**WHAT TO WORK ON:** Recast all of the material below as a numbered list with one line per item. Omit the pictures and any blank lines.

[TASK INPUTS start]

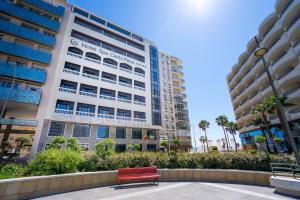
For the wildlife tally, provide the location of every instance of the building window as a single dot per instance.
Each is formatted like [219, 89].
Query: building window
[151, 134]
[151, 147]
[137, 133]
[102, 132]
[120, 148]
[75, 50]
[120, 133]
[80, 12]
[81, 130]
[56, 129]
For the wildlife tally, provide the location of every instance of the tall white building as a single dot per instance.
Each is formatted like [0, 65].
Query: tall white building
[105, 82]
[248, 83]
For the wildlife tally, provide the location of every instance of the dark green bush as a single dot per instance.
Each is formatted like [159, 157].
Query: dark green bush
[240, 160]
[11, 171]
[55, 161]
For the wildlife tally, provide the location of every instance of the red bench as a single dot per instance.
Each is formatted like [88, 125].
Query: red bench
[138, 174]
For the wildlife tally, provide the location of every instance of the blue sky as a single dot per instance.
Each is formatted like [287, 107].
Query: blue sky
[208, 37]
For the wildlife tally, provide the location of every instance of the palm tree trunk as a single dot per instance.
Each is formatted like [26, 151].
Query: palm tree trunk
[285, 134]
[264, 134]
[269, 132]
[206, 139]
[234, 142]
[225, 139]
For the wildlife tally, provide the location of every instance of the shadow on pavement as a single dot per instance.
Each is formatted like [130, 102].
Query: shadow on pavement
[134, 185]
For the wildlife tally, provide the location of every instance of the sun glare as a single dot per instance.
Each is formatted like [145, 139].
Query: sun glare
[201, 8]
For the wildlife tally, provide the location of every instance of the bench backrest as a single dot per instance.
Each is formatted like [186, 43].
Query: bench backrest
[137, 170]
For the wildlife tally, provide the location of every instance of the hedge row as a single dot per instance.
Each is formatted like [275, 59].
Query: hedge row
[55, 161]
[241, 160]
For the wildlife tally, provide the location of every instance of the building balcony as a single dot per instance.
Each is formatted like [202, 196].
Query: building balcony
[106, 116]
[64, 111]
[56, 10]
[124, 100]
[124, 118]
[293, 31]
[26, 15]
[20, 95]
[89, 94]
[24, 52]
[26, 33]
[71, 71]
[85, 114]
[112, 98]
[267, 24]
[139, 103]
[22, 72]
[18, 122]
[90, 76]
[291, 13]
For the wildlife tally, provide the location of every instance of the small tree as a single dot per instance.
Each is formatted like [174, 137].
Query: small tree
[164, 144]
[22, 141]
[177, 144]
[104, 148]
[134, 147]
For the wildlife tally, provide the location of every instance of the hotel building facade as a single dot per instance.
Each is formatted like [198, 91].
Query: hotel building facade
[102, 81]
[248, 83]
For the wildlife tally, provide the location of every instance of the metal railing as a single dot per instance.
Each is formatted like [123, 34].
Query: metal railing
[285, 168]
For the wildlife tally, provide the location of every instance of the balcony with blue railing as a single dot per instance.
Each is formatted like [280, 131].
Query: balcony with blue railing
[22, 72]
[27, 15]
[26, 33]
[56, 10]
[20, 95]
[24, 52]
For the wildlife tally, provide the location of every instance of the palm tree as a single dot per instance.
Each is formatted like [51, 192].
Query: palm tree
[260, 123]
[203, 140]
[232, 127]
[222, 121]
[204, 125]
[263, 109]
[272, 108]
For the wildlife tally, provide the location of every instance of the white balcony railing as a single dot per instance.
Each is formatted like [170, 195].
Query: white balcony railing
[90, 76]
[124, 118]
[90, 94]
[139, 119]
[125, 70]
[124, 100]
[63, 111]
[71, 71]
[108, 80]
[107, 97]
[67, 90]
[139, 103]
[92, 60]
[110, 65]
[139, 74]
[74, 55]
[106, 116]
[85, 114]
[139, 88]
[125, 84]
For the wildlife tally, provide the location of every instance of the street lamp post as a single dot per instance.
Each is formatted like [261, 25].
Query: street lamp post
[260, 53]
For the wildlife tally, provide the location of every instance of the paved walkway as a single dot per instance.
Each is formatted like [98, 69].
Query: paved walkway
[174, 191]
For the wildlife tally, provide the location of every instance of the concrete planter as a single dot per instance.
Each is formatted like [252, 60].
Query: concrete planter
[31, 187]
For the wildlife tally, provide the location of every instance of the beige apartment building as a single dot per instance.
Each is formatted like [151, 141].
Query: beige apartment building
[248, 83]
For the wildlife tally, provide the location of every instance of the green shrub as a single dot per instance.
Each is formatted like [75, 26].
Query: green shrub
[11, 171]
[55, 161]
[104, 148]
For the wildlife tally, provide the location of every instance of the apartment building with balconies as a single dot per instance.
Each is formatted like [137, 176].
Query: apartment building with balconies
[248, 83]
[28, 36]
[104, 83]
[175, 120]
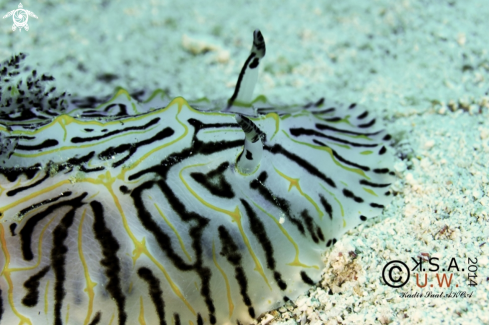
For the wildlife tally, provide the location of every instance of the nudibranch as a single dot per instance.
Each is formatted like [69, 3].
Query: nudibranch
[138, 209]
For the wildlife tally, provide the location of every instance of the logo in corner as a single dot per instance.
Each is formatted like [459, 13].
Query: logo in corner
[20, 17]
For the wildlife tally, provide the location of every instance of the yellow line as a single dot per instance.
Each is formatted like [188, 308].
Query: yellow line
[31, 196]
[67, 313]
[330, 152]
[174, 231]
[90, 283]
[339, 203]
[141, 311]
[46, 152]
[39, 250]
[228, 288]
[296, 261]
[6, 274]
[235, 216]
[46, 301]
[294, 182]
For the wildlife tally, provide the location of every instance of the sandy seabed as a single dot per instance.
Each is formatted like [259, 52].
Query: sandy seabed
[422, 66]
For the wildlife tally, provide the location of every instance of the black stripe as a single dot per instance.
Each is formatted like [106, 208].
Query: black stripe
[20, 189]
[230, 250]
[12, 227]
[325, 111]
[258, 230]
[349, 194]
[46, 144]
[327, 207]
[281, 203]
[240, 79]
[13, 173]
[301, 131]
[96, 319]
[362, 116]
[176, 318]
[106, 135]
[26, 232]
[215, 182]
[375, 205]
[58, 259]
[307, 279]
[301, 162]
[40, 204]
[364, 182]
[341, 159]
[164, 241]
[109, 246]
[1, 304]
[309, 225]
[32, 286]
[155, 292]
[367, 125]
[133, 147]
[330, 128]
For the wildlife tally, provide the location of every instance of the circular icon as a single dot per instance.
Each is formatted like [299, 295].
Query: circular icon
[20, 18]
[392, 280]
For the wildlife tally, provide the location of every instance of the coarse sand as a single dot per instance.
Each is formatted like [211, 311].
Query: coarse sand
[421, 66]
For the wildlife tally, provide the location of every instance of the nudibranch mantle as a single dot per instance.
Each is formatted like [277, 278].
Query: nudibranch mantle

[TASK INPUTS end]

**EXPECTED ANSWER:**
1. For the wildlife tally, provide the location of every instance of the building window as a single dot per instance.
2. Each is formatted like [219, 89].
3. Query: building window
4. [151, 134]
5. [151, 147]
6. [137, 133]
7. [102, 132]
8. [120, 148]
9. [75, 50]
10. [120, 133]
11. [80, 12]
12. [81, 130]
13. [56, 129]
14. For the wildlife tally, provide the location of every instance of the tall white building as a single dot per instance.
15. Each is formatted like [0, 65].
16. Query: tall white building
17. [105, 82]
18. [248, 83]
19. For the wildlife tally, provide the location of every instance of the dark green bush as a single dot per instance.
20. Each is formatted like [159, 157].
21. Query: dark green bush
22. [240, 160]
23. [11, 171]
24. [55, 161]
25. For the wildlife tally, provide the location of every instance of the red bench as a single dot per instance.
26. Each is formatted like [88, 125].
27. Query: red bench
28. [138, 174]
29. For the wildlife tally, provide the location of every instance of the blue sky as a single dot per instance.
30. Each is formatted like [287, 107].
31. Query: blue sky
32. [208, 37]
33. For the wildlife tally, provide the location of every instance of the palm tree trunk as a single dot per instance.
34. Each is formatted like [26, 151].
35. Query: palm tree trunk
36. [285, 134]
37. [264, 134]
38. [269, 132]
39. [206, 139]
40. [234, 142]
41. [225, 139]
42. For the wildlife tally, provide the location of every instance of the shadow on pavement as a single dot per instance.
43. Each is formatted like [130, 102].
44. Query: shadow on pavement
45. [134, 185]
46. For the wildlife tally, provide the location of every instance of the sun glare as a single dot per instance.
47. Each is formatted like [145, 139].
48. Query: sun glare
49. [201, 8]
50. For the wildlife tally, provide the location of every instance of the bench backrest as a single dot per instance.
51. Each is formatted like [186, 43].
52. Query: bench backrest
53. [137, 170]
54. For the wildlife tally, provide the location of every instance of the hedge row as a single dot per instance.
55. Each is formatted like [275, 59].
56. Query: hedge row
57. [55, 161]
58. [241, 160]
59. For the wildlife tally, provide the location of every instance of the building balcony as a single dot per instance.
60. Each is formatted like [202, 196].
61. Query: building balcony
62. [106, 116]
63. [64, 111]
64. [56, 10]
65. [124, 100]
66. [124, 118]
67. [293, 31]
68. [26, 15]
69. [20, 95]
70. [89, 94]
71. [24, 52]
72. [26, 33]
73. [71, 71]
74. [85, 114]
75. [112, 98]
76. [267, 24]
77. [139, 103]
78. [22, 72]
79. [18, 122]
80. [90, 76]
81. [291, 13]
82. For the wildlife tally, provide the location of every instance of the small tree as a single dot per instance.
83. Each is formatted like [174, 137].
84. Query: small tree
85. [164, 144]
86. [22, 141]
87. [177, 144]
88. [104, 148]
89. [134, 147]
90. For the wildlife tally, provide the location of every instance of the hotel building facade as a single dot per instance.
91. Each is formatted like [198, 91].
92. Query: hotel building facade
93. [102, 81]
94. [248, 83]
95. For the wildlife tally, provide the location of every instance of the metal railing as a single dot per instance.
96. Each is formatted like [123, 34].
97. Query: metal railing
98. [285, 168]
99. For the wildlife tally, provide the location of every instance of the balcony with blue railing as a single dot per instance.
100. Each is formatted like [280, 131].
101. Query: balcony with blue railing
102. [22, 72]
103. [27, 15]
104. [26, 33]
105. [56, 10]
106. [20, 95]
107. [24, 52]
108. For the wildlife tally, provide the location of every instance of the palm tree as a single dot per instance.
109. Each is formatted like [51, 192].
110. Query: palm tree
111. [260, 123]
112. [203, 140]
113. [232, 127]
114. [222, 121]
115. [204, 125]
116. [263, 109]
117. [272, 108]
118. For the wildlife tally, provide the location of every instance of the white balcony railing as a single dot per instance.
119. Each is formatted like [170, 195].
120. Query: white balcony railing
121. [90, 76]
122. [124, 118]
123. [90, 94]
124. [139, 119]
125. [125, 70]
126. [124, 100]
127. [63, 111]
128. [71, 71]
129. [108, 80]
130. [107, 97]
131. [67, 90]
132. [139, 103]
133. [92, 60]
134. [110, 65]
135. [139, 74]
136. [74, 55]
137. [106, 116]
138. [85, 114]
139. [139, 88]
140. [125, 84]
141. For the wildlife tally, provide the location of every instance of the street lamp post as a single dot per instance.
142. Each is formatted like [261, 25].
143. Query: street lamp post
144. [260, 53]
145. For the wildlife tally, provide the location of every instance of the paved walkway as a single dot per instance.
146. Each is formatted like [98, 69].
147. Query: paved walkway
148. [174, 191]
149. For the wildlife tally, provide the location of every instance of the concrete planter as a single dot per instance.
150. Each is formatted like [252, 60].
151. Query: concrete planter
152. [31, 187]
153. For the wildlife tally, provide the location of every instance of the beige apartment building as a single dot per instance.
154. Each is formatted like [151, 141].
155. Query: beige apartment building
156. [248, 83]
157. For the wildlife tally, provide the location of every instance of the green shrub as a single dot per instance.
158. Each is formatted like [75, 26].
159. Query: green shrub
160. [11, 171]
161. [55, 161]
162. [104, 148]
163. For the wildlife tally, provide the location of every instance of the apartment building with balconies as a single dot per instance.
164. Each is formatted like [137, 176].
165. Query: apartment building with balconies
166. [248, 83]
167. [28, 36]
168. [104, 83]
169. [175, 120]
170. For the wildlife tally, provide the location of every instance of the nudibranch as a single dot per instance.
171. Each is formatted like [69, 3].
172. Query: nudibranch
173. [138, 209]
174. For the wildlife tally, provide the location of every instance of the logo in corner as a single dot per instance.
175. Each is formatted like [459, 13].
176. Query: logo in corner
177. [20, 17]
178. For the wildlife tally, provide the location of every instance of the yellow line as a single dot per instance.
179. Each is formatted like [188, 308].
180. Query: yellow line
181. [31, 196]
182. [67, 313]
183. [330, 152]
184. [174, 231]
185. [90, 283]
186. [339, 203]
187. [141, 311]
188. [46, 152]
189. [39, 250]
190. [228, 288]
191. [296, 261]
192. [6, 274]
193. [235, 216]
194. [46, 301]
195. [294, 182]
196. For the wildlife tally, provide the location of every instance of the sandy seabed as a single dot per instance.
197. Each is formatted like [259, 52].
198. Query: sandy seabed
199. [422, 66]
200. For the wildlife tally, provide the location of every instance of the black stripe as a single dot per instance.
201. Each is formatted like [106, 208].
202. Query: black stripe
203. [20, 189]
204. [230, 250]
205. [12, 227]
206. [325, 111]
207. [258, 230]
208. [349, 194]
209. [46, 144]
210. [327, 207]
211. [281, 203]
212. [240, 79]
213. [13, 173]
214. [301, 131]
215. [96, 319]
216. [362, 116]
217. [176, 318]
218. [106, 135]
219. [26, 232]
220. [215, 182]
221. [375, 205]
222. [58, 259]
223. [307, 279]
224. [301, 162]
225. [40, 204]
226. [364, 182]
227. [341, 159]
228. [164, 241]
229. [109, 246]
230. [1, 304]
231. [309, 225]
232. [32, 286]
233. [155, 292]
234. [367, 125]
235. [133, 147]
236. [330, 128]
237. For the wildlife tally, provide the location of every instance of the circular icon as a single dot per instance.
238. Each is formatted like [299, 295].
239. Query: circular icon
240. [20, 18]
241. [392, 280]
242. For the wildlife tally, provide the location of every instance of the coarse sand as a single dot per instance.
243. Each is formatted like [211, 311].
244. Query: coarse sand
245. [421, 66]
246. For the wildlife tally, provide the location of every instance of the nudibranch mantle as a single dot per instance.
247. Each is formatted like [277, 278].
248. Query: nudibranch mantle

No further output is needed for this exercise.